**WHAT IS BEING ASKED:** In the passage about Bill's visit, translate this sentence into Spanish: "We both stood silent, Bill continuing his imagined travels and me allowing his words to sink in."

**READING PASSAGE:**
-*-

Sorry Labibi, your weekly confessions seem a bit ordinary now.
Peace. Pete Schloss
"A Visit from Bill"
We have become accustom to visits from random strangers interested in our home, our Casita, or both. This morning was no exception as two such visits occurred while I was engaged in the task of removing 7 plus weeks of road grime from "Rigel", our home away from home. It is the second of these visits that has given me pause to share with you.
As a liberal application of "elbow grease" was slowly turning a grey wheelwell once more white I became aware of the presence in my driveway of an older Buick that had seen a better day. A wizened man, on the north side of 80 years old, exited the Buick and approached me with hand outstretched. He introduced himself as Bill, and turned his eyes to Rigel. "She sure is a nice trailer… looks like you have done some traveling." I thanked Bill and acknowledge that the map on the back of the trailer accurately displayed the 42 States that we had visited in the last 17 months. "Wow", Bill remarked, "Mind if I look inside?" I ushered Bill to the door and became a bit concerned as he reached for the handle and displayed a large purple bruise that extended the width of his arthritic hand. His step up into the trailer was tentative and uncertain, but to my relief successful. He stood in the entry and with a wistful, almost vacant gaze he scanned the interior. "When my wife finally passes from her Alzheimer's, this is what I want to do." We both stood silent, Bill continuing his imagined travels and me allowing his words to sink in.

-*-

**Stored data entries:**
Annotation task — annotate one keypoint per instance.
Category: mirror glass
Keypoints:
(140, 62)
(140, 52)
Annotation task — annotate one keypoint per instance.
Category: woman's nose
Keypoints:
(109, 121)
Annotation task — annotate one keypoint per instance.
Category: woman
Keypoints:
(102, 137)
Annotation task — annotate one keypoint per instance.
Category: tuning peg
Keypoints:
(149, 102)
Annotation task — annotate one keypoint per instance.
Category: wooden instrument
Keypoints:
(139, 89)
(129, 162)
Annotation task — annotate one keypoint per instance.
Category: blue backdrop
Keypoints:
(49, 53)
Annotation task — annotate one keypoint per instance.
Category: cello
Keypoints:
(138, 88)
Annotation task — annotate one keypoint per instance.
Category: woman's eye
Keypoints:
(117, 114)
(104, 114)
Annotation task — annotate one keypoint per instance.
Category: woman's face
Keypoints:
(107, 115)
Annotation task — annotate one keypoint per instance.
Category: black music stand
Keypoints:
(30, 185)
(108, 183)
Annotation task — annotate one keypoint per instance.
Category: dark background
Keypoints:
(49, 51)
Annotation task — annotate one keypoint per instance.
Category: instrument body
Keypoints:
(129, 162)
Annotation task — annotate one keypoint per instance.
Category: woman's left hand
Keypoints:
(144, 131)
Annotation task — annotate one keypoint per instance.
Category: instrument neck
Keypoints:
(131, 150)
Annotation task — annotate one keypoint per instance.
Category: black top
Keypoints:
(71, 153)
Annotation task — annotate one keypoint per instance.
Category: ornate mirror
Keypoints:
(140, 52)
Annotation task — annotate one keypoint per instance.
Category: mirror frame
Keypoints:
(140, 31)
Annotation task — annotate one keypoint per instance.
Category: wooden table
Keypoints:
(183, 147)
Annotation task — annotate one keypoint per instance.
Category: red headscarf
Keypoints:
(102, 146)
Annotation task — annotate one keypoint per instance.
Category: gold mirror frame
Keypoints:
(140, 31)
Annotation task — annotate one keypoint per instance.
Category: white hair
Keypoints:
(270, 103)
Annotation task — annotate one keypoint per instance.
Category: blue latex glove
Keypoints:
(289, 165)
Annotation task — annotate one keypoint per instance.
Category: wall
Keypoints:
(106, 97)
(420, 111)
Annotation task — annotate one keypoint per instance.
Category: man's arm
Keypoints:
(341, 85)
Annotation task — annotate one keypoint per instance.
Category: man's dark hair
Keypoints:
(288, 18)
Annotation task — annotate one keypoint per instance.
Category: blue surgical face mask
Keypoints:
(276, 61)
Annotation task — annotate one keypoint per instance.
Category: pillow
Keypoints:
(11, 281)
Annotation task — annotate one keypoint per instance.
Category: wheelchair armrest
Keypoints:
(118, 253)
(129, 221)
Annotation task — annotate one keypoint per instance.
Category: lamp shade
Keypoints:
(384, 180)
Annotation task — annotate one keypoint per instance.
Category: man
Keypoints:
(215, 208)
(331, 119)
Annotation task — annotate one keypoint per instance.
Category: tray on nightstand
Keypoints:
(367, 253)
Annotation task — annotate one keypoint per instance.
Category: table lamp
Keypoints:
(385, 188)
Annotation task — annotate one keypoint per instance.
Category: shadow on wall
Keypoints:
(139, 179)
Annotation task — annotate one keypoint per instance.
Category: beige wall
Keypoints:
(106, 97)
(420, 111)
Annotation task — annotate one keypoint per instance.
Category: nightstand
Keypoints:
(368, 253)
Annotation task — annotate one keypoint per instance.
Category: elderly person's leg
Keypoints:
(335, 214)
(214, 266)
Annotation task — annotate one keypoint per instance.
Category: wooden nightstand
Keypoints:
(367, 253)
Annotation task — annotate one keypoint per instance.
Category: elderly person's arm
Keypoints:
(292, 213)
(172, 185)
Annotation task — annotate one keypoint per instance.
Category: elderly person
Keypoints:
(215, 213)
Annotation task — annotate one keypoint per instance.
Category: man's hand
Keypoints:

-*-

**RESPONSE TO THE TASK:** Ambos nos quedamos en silencio, Bill continuando sus viajes imaginados y yo dejando que sus palabras calaran.